• TASK PROMPT: Do any lines in the data below contain "stem"? If so, copy every one of them.

• MATERIAL SUPPLIED:
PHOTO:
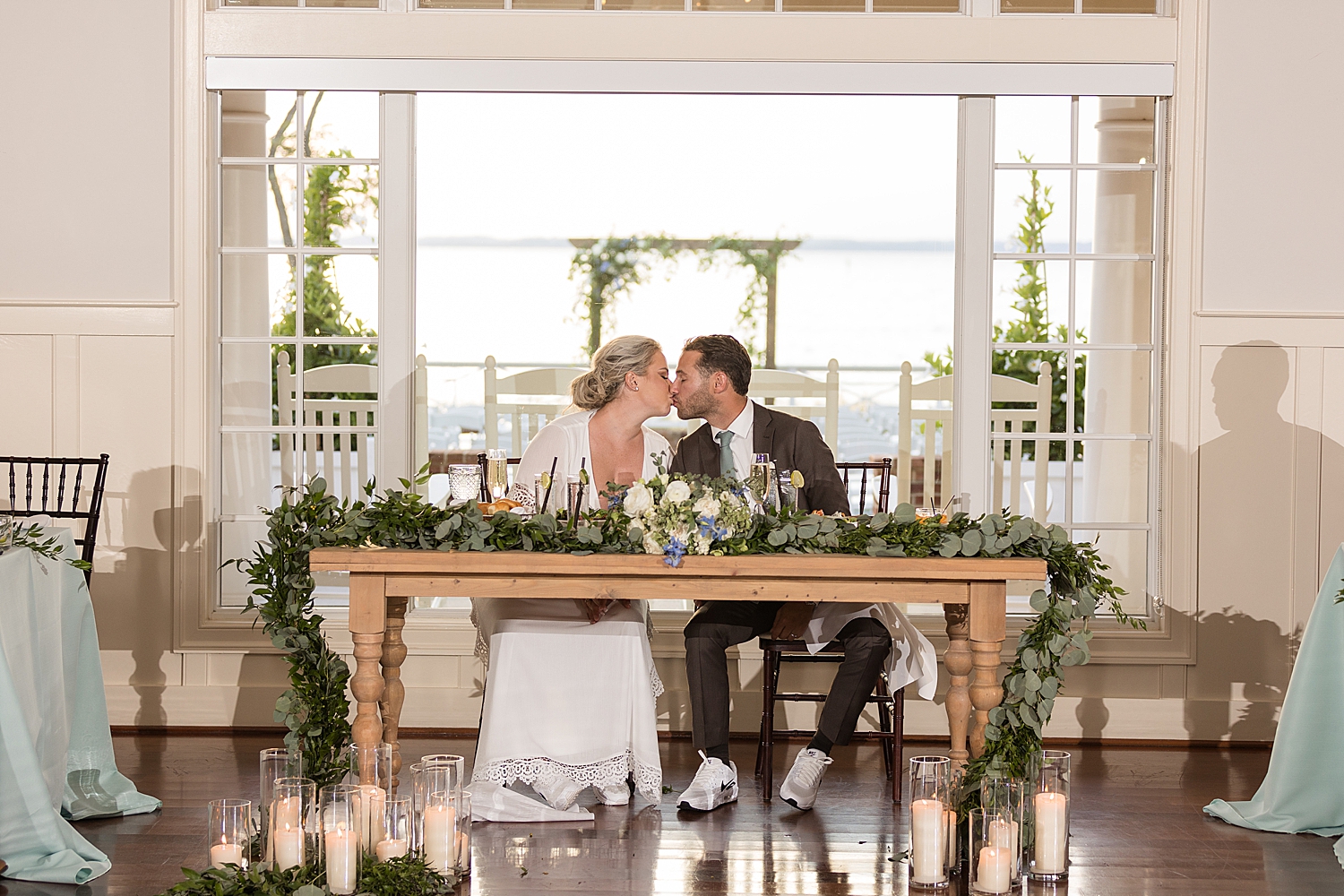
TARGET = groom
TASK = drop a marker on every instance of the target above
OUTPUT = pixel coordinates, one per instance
==
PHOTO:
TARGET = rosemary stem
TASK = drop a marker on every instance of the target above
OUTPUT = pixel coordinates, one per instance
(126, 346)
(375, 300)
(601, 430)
==
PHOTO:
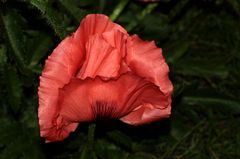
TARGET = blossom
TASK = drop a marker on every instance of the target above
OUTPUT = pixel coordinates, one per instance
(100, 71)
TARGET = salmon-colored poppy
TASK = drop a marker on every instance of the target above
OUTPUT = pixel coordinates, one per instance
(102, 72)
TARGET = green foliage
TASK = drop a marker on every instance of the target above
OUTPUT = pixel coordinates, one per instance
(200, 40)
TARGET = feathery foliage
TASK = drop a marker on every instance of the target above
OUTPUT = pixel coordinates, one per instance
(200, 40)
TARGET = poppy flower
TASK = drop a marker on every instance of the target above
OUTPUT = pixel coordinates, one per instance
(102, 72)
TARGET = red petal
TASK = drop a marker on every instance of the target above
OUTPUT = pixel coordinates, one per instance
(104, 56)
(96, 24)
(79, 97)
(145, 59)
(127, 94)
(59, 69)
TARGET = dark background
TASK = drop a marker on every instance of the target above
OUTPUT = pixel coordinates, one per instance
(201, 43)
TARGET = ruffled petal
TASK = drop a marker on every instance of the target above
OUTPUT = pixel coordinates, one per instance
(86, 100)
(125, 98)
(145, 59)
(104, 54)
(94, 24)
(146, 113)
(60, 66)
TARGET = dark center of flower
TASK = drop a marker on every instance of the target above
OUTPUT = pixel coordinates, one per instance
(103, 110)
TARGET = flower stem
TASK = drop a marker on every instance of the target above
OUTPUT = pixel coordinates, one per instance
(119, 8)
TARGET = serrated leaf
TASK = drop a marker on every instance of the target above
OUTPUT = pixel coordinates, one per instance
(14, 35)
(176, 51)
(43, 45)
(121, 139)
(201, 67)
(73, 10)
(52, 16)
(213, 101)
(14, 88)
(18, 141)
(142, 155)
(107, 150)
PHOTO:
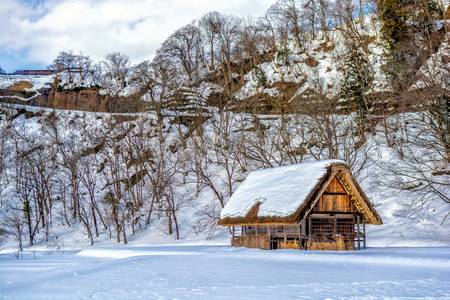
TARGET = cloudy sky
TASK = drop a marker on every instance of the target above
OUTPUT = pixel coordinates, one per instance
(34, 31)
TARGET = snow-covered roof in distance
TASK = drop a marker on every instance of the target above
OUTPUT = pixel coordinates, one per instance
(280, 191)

• RESPONSE:
TARGET = rosemary stem
TARGET = flower stem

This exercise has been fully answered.